*** Excerpted records ***
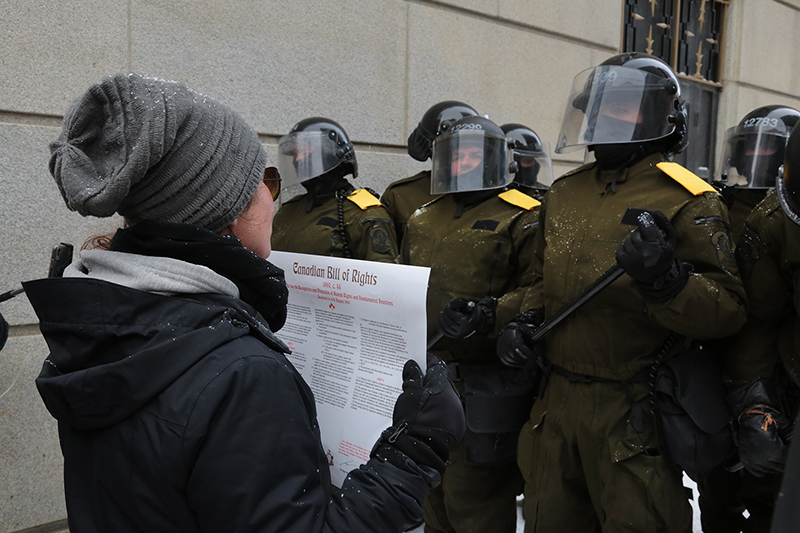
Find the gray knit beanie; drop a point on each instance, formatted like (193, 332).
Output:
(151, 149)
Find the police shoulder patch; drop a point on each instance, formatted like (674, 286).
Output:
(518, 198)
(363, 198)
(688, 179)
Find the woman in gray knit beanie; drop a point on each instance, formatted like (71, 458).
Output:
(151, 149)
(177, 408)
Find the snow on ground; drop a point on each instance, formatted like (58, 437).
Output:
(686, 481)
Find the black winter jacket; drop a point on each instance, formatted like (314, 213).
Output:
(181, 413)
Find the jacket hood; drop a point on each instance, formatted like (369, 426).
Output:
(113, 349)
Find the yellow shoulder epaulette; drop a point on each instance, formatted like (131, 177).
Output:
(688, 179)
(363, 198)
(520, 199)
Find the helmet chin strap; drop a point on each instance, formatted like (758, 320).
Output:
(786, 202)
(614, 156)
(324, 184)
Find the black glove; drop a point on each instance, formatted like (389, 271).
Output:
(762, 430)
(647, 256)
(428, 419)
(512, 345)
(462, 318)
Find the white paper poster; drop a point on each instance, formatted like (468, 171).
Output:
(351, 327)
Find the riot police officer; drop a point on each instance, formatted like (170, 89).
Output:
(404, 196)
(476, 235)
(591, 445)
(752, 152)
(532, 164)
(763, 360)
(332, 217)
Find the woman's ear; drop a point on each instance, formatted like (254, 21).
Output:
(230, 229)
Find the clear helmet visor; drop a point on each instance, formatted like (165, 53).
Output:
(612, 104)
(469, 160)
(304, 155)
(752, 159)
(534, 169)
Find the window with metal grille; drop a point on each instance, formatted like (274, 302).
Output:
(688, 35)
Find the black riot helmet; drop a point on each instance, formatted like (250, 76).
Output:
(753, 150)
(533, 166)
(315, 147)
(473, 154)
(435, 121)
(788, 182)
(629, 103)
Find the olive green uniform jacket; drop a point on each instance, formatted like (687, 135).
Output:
*** End of Excerpted records ***
*** Excerpted records ***
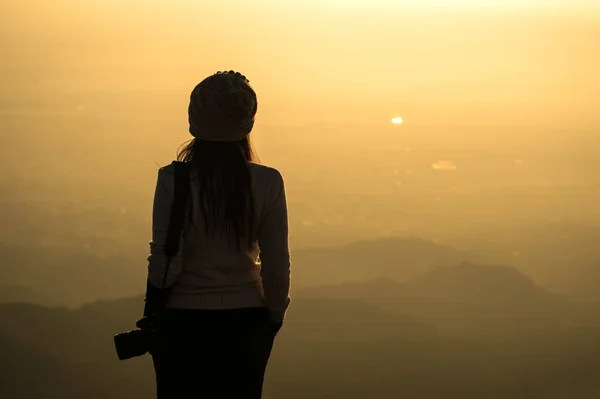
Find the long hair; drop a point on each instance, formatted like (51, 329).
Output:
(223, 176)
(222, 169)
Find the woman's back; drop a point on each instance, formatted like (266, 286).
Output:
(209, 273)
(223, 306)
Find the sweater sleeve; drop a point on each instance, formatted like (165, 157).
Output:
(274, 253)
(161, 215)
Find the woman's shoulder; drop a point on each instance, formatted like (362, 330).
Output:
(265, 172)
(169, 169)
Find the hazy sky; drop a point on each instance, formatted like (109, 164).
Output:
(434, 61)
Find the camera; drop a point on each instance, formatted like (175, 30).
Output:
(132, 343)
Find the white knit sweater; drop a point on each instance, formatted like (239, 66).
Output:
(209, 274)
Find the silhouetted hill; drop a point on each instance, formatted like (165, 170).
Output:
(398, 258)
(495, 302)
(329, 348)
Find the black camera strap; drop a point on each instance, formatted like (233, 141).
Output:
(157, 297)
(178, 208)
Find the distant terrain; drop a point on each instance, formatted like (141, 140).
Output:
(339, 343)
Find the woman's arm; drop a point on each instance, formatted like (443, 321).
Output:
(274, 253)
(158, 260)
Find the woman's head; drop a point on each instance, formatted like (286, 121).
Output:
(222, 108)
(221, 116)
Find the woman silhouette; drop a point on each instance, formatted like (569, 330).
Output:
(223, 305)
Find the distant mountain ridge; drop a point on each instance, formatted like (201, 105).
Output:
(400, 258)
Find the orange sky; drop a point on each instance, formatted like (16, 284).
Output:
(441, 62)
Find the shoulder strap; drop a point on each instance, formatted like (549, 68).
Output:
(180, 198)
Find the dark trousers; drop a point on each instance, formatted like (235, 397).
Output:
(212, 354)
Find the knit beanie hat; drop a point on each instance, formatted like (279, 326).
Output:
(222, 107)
*** End of Excerpted records ***
Determine how many lines above contain the string "shoulder". Give only that number.

4